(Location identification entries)
•••••

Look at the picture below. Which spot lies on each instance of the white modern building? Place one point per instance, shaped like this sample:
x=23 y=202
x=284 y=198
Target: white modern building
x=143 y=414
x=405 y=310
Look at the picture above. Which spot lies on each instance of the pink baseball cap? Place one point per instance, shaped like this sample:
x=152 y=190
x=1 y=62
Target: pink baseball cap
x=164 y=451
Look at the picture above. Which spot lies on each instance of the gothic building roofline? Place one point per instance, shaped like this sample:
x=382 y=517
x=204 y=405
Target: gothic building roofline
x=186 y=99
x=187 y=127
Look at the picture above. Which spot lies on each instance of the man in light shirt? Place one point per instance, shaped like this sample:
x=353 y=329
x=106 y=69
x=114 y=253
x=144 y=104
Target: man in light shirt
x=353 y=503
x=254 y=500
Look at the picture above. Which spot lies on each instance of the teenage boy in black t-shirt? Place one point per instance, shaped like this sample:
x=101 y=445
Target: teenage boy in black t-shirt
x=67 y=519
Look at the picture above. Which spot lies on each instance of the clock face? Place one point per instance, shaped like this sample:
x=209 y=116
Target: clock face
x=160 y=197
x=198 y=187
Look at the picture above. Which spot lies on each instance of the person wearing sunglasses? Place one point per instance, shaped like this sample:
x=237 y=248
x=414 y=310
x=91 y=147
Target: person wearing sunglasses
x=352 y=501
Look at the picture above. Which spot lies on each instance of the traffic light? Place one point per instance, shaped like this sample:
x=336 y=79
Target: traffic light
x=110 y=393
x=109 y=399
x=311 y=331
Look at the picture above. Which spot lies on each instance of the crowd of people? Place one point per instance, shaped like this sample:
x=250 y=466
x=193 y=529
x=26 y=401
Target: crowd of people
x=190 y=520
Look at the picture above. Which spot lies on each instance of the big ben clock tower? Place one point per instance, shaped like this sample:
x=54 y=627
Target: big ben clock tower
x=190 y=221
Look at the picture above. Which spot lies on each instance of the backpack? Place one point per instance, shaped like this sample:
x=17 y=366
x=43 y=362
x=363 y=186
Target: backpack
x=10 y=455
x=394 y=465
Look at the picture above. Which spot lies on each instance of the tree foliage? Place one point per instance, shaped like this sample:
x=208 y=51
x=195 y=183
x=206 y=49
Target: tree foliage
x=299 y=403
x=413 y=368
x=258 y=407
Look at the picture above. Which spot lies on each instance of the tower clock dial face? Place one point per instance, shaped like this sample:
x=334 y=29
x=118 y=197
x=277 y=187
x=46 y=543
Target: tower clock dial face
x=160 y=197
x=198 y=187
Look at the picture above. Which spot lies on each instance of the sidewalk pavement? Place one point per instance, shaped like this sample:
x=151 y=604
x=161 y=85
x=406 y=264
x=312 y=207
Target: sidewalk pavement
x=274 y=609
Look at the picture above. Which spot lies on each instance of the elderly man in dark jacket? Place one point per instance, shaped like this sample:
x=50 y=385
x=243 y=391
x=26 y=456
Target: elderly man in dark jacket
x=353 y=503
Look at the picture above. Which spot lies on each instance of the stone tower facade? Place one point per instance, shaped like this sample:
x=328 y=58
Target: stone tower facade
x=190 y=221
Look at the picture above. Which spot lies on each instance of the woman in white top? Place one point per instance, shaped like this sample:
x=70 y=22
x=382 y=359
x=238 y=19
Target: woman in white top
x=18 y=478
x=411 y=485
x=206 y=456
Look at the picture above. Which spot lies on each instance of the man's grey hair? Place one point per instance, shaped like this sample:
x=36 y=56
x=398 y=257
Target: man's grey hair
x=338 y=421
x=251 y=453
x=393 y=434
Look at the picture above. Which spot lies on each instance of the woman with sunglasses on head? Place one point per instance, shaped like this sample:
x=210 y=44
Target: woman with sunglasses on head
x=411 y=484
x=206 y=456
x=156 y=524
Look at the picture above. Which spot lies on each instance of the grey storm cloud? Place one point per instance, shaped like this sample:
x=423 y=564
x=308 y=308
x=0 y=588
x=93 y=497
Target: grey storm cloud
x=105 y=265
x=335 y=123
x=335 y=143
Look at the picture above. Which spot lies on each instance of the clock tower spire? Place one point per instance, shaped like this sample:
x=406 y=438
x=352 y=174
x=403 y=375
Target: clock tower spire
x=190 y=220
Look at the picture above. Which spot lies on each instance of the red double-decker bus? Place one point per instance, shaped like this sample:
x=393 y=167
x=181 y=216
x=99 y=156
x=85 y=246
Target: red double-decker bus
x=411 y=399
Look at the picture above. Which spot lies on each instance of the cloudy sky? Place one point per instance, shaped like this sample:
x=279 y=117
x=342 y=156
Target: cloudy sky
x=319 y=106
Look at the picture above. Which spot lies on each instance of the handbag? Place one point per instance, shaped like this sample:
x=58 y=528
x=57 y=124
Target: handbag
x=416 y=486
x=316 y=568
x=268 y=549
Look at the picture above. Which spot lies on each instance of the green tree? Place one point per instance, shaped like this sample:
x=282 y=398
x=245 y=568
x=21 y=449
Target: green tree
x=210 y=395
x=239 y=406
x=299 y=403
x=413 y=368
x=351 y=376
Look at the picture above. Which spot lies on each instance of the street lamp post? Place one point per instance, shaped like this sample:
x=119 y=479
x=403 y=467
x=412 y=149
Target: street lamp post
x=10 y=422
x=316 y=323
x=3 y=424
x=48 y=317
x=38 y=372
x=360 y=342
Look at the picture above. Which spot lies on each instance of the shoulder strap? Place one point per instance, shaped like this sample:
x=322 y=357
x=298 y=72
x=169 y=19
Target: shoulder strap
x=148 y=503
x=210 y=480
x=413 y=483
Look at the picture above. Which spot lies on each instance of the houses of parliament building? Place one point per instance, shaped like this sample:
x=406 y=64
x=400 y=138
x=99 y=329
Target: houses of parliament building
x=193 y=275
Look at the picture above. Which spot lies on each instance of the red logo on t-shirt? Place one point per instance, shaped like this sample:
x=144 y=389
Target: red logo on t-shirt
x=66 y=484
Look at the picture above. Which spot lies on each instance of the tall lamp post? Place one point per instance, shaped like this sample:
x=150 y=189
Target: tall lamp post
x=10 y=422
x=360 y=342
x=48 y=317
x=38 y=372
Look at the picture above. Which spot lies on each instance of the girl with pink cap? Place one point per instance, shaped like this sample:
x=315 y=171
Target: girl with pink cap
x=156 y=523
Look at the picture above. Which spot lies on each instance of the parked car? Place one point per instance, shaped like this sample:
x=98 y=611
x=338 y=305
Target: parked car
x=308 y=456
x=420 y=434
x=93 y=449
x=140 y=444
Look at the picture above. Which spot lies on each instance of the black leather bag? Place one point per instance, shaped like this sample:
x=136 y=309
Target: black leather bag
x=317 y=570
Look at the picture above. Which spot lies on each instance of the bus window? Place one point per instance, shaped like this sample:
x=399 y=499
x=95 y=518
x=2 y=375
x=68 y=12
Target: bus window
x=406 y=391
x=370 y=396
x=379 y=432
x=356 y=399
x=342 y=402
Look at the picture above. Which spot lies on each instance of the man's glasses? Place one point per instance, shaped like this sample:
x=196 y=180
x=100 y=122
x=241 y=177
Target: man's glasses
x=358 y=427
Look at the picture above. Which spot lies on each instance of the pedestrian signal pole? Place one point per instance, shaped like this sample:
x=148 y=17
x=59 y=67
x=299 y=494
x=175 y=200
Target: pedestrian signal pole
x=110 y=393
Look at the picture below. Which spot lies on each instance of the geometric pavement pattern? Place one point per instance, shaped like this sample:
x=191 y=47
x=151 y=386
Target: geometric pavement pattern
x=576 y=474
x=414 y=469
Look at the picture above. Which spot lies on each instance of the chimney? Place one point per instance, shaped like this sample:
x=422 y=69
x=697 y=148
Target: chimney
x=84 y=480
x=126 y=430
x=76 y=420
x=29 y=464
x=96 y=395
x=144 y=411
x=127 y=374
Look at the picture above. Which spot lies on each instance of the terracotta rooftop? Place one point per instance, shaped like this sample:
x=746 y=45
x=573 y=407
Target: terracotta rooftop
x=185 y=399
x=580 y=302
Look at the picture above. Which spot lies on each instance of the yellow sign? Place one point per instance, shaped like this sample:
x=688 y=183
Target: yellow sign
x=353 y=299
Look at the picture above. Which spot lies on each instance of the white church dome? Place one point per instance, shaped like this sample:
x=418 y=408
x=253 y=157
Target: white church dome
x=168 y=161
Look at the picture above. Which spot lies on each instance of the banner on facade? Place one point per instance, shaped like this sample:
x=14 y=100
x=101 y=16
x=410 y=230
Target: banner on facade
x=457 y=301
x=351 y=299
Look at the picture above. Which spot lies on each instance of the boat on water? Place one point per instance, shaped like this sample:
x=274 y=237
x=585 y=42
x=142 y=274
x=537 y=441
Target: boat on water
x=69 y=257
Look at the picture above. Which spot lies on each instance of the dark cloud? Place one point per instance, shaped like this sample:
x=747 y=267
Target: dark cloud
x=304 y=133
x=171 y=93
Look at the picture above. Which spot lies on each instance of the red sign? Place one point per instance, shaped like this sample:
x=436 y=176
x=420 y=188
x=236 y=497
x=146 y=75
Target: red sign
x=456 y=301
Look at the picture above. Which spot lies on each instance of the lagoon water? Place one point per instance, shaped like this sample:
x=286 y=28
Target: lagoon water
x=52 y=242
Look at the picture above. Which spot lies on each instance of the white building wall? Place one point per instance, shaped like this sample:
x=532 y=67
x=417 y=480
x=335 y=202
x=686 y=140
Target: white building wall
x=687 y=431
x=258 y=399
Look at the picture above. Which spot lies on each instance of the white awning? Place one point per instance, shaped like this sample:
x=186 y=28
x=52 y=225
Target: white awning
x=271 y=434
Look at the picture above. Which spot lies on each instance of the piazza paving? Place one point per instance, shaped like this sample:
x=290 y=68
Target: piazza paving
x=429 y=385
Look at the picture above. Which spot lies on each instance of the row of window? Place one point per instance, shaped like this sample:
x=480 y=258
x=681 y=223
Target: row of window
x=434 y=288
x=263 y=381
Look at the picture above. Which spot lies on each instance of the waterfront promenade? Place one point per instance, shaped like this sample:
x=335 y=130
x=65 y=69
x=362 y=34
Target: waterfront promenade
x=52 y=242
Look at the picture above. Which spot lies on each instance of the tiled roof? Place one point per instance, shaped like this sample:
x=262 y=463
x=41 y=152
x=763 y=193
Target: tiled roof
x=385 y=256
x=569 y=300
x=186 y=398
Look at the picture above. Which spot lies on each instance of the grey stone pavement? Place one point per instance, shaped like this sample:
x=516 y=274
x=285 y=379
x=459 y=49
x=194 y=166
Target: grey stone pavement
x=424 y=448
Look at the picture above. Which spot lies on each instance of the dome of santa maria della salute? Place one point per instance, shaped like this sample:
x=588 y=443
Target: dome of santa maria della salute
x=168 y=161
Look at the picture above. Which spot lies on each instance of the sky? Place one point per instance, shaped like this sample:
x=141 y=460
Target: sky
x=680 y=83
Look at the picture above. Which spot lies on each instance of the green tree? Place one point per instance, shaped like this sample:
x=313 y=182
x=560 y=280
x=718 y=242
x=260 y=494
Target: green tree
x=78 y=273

•••••

*REQUEST:* Look above for the line containing "of the tiled", then transcribe it and all lines after it through the last, exactly and with nothing else.

*FULL RESPONSE:*
Look at the picture above. Which spot lies on each instance of the tiled roof? Place one point per instance, shaped like this sample:
x=262 y=463
x=41 y=152
x=763 y=193
Target: tiled roof
x=385 y=256
x=569 y=300
x=186 y=398
Look at the picture above. Which spot lies on each instance of the grey stone pavement? Place one point per instance, shaped like this sample:
x=516 y=274
x=285 y=379
x=459 y=49
x=194 y=166
Target: grey stone pavement
x=424 y=448
Look at the picture above. Which spot lies on each instance of the dome of santa maria della salute? Place one point per instance, shaped like this sample:
x=588 y=443
Target: dome of santa maria della salute
x=168 y=161
Look at the picture above. Which spot lies on each instance of the sky? Place one point per instance, shaped like this sample:
x=141 y=460
Target: sky
x=680 y=83
Look at the picture above. Which spot lies on each instance of the green tree? Place one point per instance, shaped like this sample:
x=313 y=182
x=560 y=280
x=718 y=242
x=260 y=494
Target: green tree
x=78 y=273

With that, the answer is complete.